BEGIN

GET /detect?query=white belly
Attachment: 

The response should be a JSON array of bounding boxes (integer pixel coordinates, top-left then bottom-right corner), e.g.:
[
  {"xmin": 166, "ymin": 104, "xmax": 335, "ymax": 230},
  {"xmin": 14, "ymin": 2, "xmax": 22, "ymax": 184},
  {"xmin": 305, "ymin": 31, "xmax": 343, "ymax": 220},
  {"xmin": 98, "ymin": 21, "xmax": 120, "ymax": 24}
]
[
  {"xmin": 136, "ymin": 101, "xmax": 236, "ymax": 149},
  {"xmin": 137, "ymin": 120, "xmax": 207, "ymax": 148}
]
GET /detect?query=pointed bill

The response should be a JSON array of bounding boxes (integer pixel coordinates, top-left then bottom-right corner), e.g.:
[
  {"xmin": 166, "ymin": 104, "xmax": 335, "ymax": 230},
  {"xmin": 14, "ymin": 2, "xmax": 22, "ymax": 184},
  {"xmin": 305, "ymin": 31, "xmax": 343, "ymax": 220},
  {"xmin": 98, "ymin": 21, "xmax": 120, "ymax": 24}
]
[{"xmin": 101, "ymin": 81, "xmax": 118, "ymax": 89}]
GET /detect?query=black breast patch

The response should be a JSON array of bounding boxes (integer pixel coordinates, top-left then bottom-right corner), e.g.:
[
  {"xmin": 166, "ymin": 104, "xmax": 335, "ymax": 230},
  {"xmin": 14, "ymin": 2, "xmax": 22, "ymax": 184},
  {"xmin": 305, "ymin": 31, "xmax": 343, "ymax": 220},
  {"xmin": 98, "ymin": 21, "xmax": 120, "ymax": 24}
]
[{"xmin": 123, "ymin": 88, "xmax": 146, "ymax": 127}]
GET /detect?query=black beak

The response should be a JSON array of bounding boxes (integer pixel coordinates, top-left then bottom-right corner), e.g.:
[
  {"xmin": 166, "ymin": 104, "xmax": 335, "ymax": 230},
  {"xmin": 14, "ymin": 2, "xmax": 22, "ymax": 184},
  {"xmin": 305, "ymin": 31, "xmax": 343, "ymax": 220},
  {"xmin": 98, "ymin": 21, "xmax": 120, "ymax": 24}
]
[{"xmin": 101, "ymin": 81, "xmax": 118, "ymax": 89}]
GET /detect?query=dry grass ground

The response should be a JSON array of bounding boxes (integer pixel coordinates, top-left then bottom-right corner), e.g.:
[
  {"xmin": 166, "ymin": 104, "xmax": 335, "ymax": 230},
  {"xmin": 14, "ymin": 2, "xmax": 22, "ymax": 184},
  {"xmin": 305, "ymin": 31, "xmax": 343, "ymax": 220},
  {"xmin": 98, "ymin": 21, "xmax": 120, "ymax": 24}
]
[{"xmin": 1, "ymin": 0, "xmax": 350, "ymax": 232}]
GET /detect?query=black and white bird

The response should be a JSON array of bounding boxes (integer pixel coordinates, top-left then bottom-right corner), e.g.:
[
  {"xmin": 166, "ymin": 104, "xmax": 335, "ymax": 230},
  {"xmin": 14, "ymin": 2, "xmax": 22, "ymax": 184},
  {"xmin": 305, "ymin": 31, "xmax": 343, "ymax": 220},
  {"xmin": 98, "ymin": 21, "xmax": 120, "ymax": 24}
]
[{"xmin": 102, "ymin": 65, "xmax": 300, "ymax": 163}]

END

Problem to work on
In the lines above, spot each one that contains the word "query" and copy it.

Response for this exercise
GET /detect?query=white belly
GET /detect?query=pointed bill
GET /detect?query=black breast patch
GET /detect?query=black beak
GET /detect?query=dry grass ground
GET /detect?query=black and white bird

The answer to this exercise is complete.